▶ [GESTELLTE AUFGABE]:
Stelle die Einträge vom Anfang bis einschließlich der Zeile, die „(1045, 674)“ enthält, als nummerierte Liste ohne Leerzeilen dar. Lass die Bilder in der Antwort weg.

-------- EINGABE

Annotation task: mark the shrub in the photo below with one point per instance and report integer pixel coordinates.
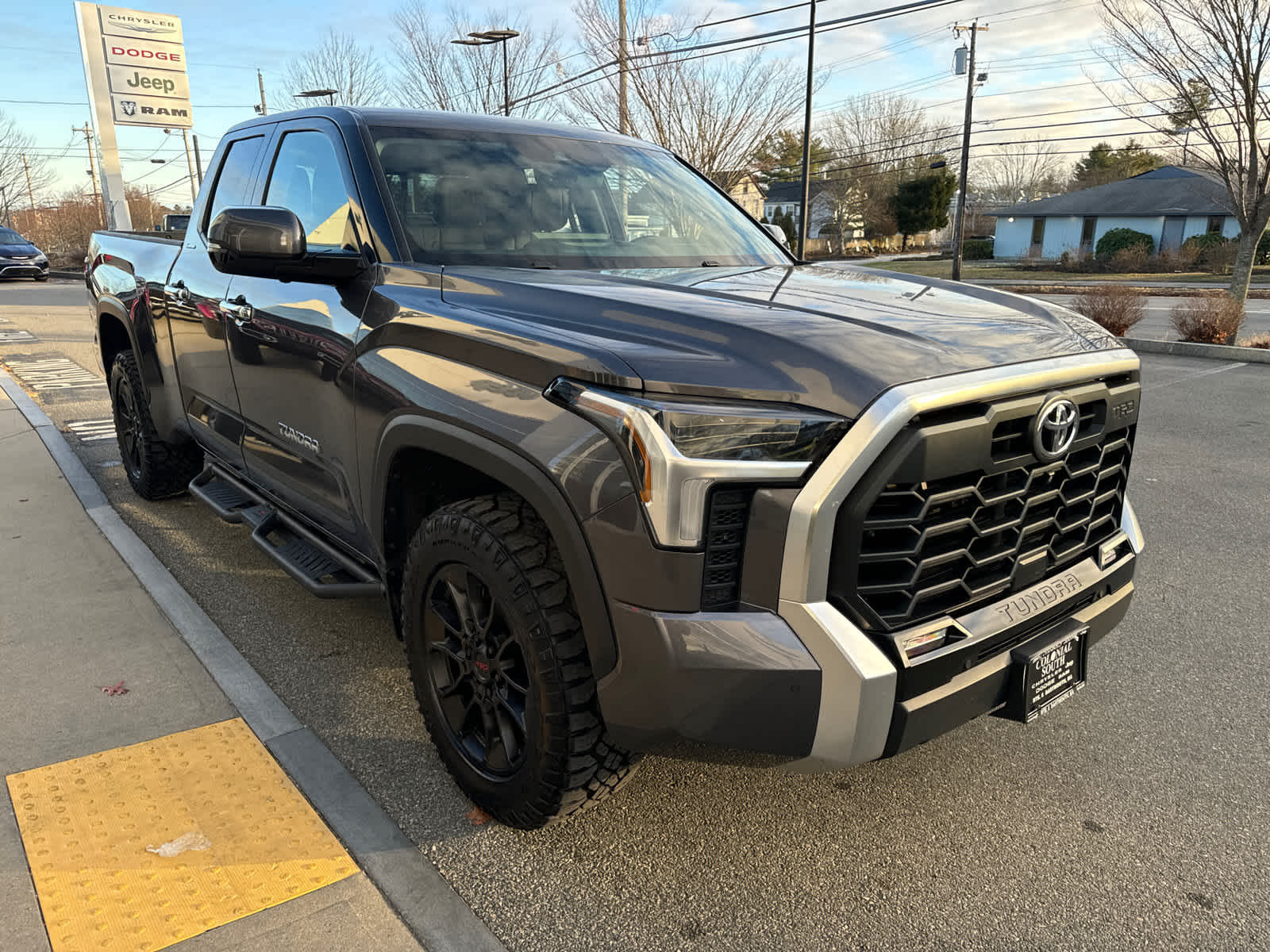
(1132, 259)
(1121, 239)
(1113, 308)
(1208, 321)
(1221, 258)
(977, 249)
(1204, 245)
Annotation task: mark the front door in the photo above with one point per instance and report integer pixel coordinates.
(1038, 241)
(291, 342)
(192, 301)
(1172, 239)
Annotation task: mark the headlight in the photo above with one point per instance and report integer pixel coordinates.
(677, 450)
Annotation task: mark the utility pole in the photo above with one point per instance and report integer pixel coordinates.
(190, 162)
(622, 116)
(959, 228)
(806, 213)
(92, 171)
(198, 162)
(31, 192)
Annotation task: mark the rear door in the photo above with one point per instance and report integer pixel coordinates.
(192, 300)
(291, 342)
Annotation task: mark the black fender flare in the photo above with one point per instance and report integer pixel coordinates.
(521, 475)
(144, 346)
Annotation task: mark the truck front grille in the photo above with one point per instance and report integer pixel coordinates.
(914, 545)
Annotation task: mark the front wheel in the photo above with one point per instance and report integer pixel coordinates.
(499, 664)
(156, 467)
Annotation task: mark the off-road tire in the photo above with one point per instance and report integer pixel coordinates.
(156, 469)
(568, 762)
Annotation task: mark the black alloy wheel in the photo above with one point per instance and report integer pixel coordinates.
(127, 427)
(478, 672)
(499, 664)
(156, 467)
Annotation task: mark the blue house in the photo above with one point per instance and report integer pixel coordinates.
(1170, 203)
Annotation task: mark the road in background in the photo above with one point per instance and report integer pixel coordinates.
(1130, 818)
(1157, 327)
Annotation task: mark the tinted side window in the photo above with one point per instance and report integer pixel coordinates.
(234, 182)
(306, 178)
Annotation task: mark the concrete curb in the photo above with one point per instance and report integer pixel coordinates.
(410, 884)
(1213, 352)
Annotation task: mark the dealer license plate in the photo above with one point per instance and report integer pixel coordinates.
(1045, 674)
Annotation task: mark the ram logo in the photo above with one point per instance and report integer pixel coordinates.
(298, 437)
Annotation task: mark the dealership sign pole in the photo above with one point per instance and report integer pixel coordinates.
(135, 67)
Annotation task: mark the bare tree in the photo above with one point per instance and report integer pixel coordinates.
(1203, 61)
(713, 111)
(16, 145)
(342, 63)
(435, 74)
(884, 140)
(1020, 173)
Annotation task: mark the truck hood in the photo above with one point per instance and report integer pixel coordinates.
(823, 336)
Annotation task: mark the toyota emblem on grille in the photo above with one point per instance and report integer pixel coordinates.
(1054, 428)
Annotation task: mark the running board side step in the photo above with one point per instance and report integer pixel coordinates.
(321, 568)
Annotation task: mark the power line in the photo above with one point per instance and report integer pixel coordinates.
(751, 42)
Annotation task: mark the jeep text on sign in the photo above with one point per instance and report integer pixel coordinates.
(152, 111)
(149, 83)
(118, 22)
(125, 51)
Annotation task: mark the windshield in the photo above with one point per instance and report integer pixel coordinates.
(540, 201)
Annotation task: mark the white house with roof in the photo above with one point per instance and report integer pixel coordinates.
(1170, 203)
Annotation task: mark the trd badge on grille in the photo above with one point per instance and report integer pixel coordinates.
(1054, 428)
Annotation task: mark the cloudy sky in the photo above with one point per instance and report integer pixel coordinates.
(1041, 57)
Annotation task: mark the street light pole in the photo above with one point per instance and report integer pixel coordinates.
(806, 136)
(959, 226)
(486, 38)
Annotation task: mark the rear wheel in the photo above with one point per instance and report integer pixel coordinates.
(499, 664)
(156, 467)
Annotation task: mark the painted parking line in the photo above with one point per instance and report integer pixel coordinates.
(149, 844)
(92, 431)
(48, 374)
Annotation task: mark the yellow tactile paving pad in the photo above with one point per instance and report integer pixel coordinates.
(145, 846)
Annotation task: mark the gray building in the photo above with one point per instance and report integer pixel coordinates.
(1170, 203)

----------------

▶ [KORREKTE AUSGABE]:
1. Annotation task: mark the shrub in the photo below with one point per instance and report integer pixel coordinates.
2. (1132, 259)
3. (1121, 239)
4. (1113, 308)
5. (1208, 321)
6. (1221, 258)
7. (977, 249)
8. (1204, 245)
9. Annotation task: mark the front door in the photo above with one point per instance and report integer pixel coordinates.
10. (1038, 241)
11. (291, 342)
12. (192, 301)
13. (1172, 239)
14. Annotation task: mark the headlight in the photo above with one point per instance and report integer pixel coordinates.
15. (677, 450)
16. Annotation task: mark the utility pole in the photo above with one point per instance and report integer pixel coordinates.
17. (190, 162)
18. (622, 116)
19. (959, 228)
20. (806, 213)
21. (92, 171)
22. (198, 162)
23. (31, 192)
24. Annotation task: mark the rear door in the photo above with one point per instance and report integer pixel coordinates.
25. (192, 300)
26. (291, 342)
27. Annotation task: mark the black fender flare in the photo above with one point per instance and report integer pixel coordinates.
28. (521, 475)
29. (144, 346)
30. Annotation task: mark the truck front grille in the photo above with one point per instance and report integer pixel coordinates.
31. (914, 545)
32. Annotation task: mark the front wheel in the photo above with one point per instance and report integer pixel coordinates.
33. (499, 664)
34. (156, 467)
35. Annotation task: mark the off-road tire in the photo above with one point per instance and report integer pixel coordinates.
36. (156, 469)
37. (568, 762)
38. Annotation task: mark the black alloy wheel in the photo above with one point per instance and report integer pixel coordinates.
39. (127, 427)
40. (478, 672)
41. (499, 664)
42. (156, 467)
43. Annotation task: mark the blue house in the photo above with one point per instance and report integer pixel coordinates.
44. (1170, 203)
45. Annotation task: mark the road in background in the photo above with one point per instance and report integer pixel coordinates.
46. (1130, 818)
47. (1157, 327)
48. Annotation task: mark the tinted side window in the photo above with one point per instance and report integer pixel coordinates.
49. (234, 182)
50. (306, 178)
51. Annotation task: mark the concrete curb in the photo above with one point per instance and report integer pixel coordinates.
52. (410, 884)
53. (1213, 352)
54. Annotation task: mark the dealer license plate in the photo above with one point per instance and report integer pixel coordinates.
55. (1045, 674)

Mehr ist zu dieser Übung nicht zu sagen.